Problem = Would you write out the entries below, every one of them, exactly?

Data supplied =
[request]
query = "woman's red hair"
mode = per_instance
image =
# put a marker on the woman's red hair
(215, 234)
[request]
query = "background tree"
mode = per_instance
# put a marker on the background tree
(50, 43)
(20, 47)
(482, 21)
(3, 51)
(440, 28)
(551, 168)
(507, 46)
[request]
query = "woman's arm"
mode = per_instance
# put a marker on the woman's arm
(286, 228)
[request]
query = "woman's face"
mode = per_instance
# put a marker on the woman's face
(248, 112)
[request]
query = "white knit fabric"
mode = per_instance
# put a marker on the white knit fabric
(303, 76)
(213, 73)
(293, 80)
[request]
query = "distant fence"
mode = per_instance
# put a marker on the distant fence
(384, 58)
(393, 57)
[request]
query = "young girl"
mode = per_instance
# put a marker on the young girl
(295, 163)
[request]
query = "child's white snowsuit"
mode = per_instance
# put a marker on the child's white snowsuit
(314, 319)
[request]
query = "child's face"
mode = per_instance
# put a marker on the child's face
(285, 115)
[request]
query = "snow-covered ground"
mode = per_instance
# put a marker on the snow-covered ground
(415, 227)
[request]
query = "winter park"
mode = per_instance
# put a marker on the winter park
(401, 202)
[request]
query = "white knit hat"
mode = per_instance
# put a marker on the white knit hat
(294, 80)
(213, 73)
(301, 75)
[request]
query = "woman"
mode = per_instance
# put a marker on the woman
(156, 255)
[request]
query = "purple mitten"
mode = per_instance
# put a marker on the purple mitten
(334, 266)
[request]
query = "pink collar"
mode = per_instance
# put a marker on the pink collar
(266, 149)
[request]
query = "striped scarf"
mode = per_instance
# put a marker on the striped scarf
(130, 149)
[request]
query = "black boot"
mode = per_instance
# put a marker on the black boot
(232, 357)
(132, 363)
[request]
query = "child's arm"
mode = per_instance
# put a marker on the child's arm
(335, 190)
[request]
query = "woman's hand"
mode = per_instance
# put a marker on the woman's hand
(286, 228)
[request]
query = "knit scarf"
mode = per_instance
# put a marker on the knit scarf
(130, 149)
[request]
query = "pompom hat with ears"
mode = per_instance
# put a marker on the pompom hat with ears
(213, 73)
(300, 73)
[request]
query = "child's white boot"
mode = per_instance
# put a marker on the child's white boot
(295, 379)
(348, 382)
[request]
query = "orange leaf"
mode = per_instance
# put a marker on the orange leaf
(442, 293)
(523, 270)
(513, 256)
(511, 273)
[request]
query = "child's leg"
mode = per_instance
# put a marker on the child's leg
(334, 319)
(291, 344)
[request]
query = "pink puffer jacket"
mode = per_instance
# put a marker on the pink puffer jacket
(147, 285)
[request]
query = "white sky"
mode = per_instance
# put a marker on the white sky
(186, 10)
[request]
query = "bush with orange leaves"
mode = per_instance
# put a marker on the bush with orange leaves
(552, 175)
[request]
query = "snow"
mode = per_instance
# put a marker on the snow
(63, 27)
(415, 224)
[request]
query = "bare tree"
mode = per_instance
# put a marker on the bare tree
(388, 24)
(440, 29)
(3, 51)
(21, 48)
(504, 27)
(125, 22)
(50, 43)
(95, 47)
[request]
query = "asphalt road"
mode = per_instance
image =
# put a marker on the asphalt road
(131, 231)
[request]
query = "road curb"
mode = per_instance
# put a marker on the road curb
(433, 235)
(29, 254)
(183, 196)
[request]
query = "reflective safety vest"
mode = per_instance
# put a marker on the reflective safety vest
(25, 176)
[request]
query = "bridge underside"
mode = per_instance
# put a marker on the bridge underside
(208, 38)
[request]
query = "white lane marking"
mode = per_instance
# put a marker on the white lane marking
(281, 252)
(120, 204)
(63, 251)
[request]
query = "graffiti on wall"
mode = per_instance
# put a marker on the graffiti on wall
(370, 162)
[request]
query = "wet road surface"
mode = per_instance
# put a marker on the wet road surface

Result of the exercise =
[request]
query = "woman's red hair"
mode = per_instance
image =
# put a marker on the woman's red hair
(215, 234)
[request]
query = "background tree"
mode = per_instance
# put a marker on the background tree
(50, 43)
(20, 47)
(482, 21)
(3, 51)
(440, 28)
(551, 168)
(507, 46)
[request]
query = "woman's arm"
mode = per_instance
# put a marker on the woman's arm
(286, 228)
[request]
query = "woman's face"
mode = per_instance
# put a marker on the woman's face
(248, 112)
[request]
query = "white knit fabric"
mode = per_instance
# put a marker on the white knit fabric
(303, 76)
(213, 73)
(293, 80)
[request]
query = "distant fence"
mode = per_instance
# put a marker on the distant fence
(384, 58)
(393, 57)
[request]
query = "young girl"
mode = per_instance
# put a marker on the young girl
(295, 163)
[request]
query = "child's white snowsuit"
mode = per_instance
# put a marker on the child's white snowsuit
(314, 319)
[request]
query = "child's face"
mode = per_instance
# put a marker on the child's face
(285, 115)
[request]
query = "snow-covered ground"
mode = per_instance
# put a marker on the snow-covered ground
(415, 227)
[request]
query = "winter park"
mode = per_instance
# put a marker on the winter park
(401, 202)
[request]
query = "white knit hat"
mode = per_instance
# put a marker on the white knit hat
(294, 80)
(213, 73)
(301, 75)
[request]
query = "woman"
mode = per_instance
# put a marker on the woman
(156, 255)
[request]
query = "purple mitten"
mode = per_instance
# put a marker on the purple mitten
(334, 266)
[request]
query = "pink collar"
mode = per_instance
# put a marker on the pink collar
(266, 149)
[request]
query = "striped scarf"
mode = per_instance
# put a marker on the striped scarf
(130, 149)
[request]
query = "black boot"
mode = per_instance
# put a marker on the black boot
(232, 357)
(132, 363)
[request]
query = "child's arm"
mode = per_instance
# put a marker on the child's arm
(335, 190)
[request]
query = "woman's hand"
mode = per_instance
# put a marker on the woman's hand
(286, 228)
[request]
query = "knit scarf"
mode = per_instance
# put a marker on the knit scarf
(130, 149)
[request]
query = "pompom hat with ears"
mode = per_instance
# put a marker on the pompom hat with ears
(213, 73)
(300, 73)
[request]
query = "child's white boot"
mode = per_instance
# put a marker on the child's white boot
(295, 379)
(348, 382)
[request]
query = "orange leaf"
mode = per_instance
# put a marker on the orange leaf
(442, 293)
(523, 270)
(513, 256)
(511, 273)
[request]
query = "child's leg"
mode = per_instance
# put a marker on the child's leg
(334, 319)
(291, 344)
[request]
query = "pink puffer jacket"
mode = per_instance
# put a marker on the pink puffer jacket
(147, 285)
[request]
query = "white sky"
mode = per_instance
# put a marker on the white sky
(186, 10)
[request]
query = "bush with orange leaves"
mode = per_instance
# put a marker on the bush with orange leaves
(552, 175)
[request]
query = "snow"
mode = per_instance
# put a marker on the snow
(63, 27)
(415, 224)
[request]
query = "bare tree"
mode = per_instance
# put a marker on the bare tree
(388, 24)
(440, 29)
(3, 51)
(21, 48)
(504, 27)
(125, 22)
(50, 43)
(95, 47)
[request]
query = "asphalt road"
mode = per_instance
image =
# put a marker on the asphalt road
(131, 231)
[request]
query = "road curb"
mode = per_instance
# put a marker on the road curb
(433, 235)
(29, 254)
(183, 196)
[request]
query = "reflective safety vest"
mode = per_instance
# put a marker on the reflective safety vest
(25, 176)
[request]
query = "bridge underside"
mode = per_instance
# put a marker on the bridge underside
(208, 38)
[request]
query = "white lane marking"
mode = per_instance
# put a marker on the white lane marking
(281, 252)
(120, 204)
(63, 251)
[request]
query = "graffiti on wall"
mode = per_instance
# put a marker on the graffiti on wall
(370, 162)
[request]
query = "wet road surface"
mode = per_instance
# put a marker on the wet road surface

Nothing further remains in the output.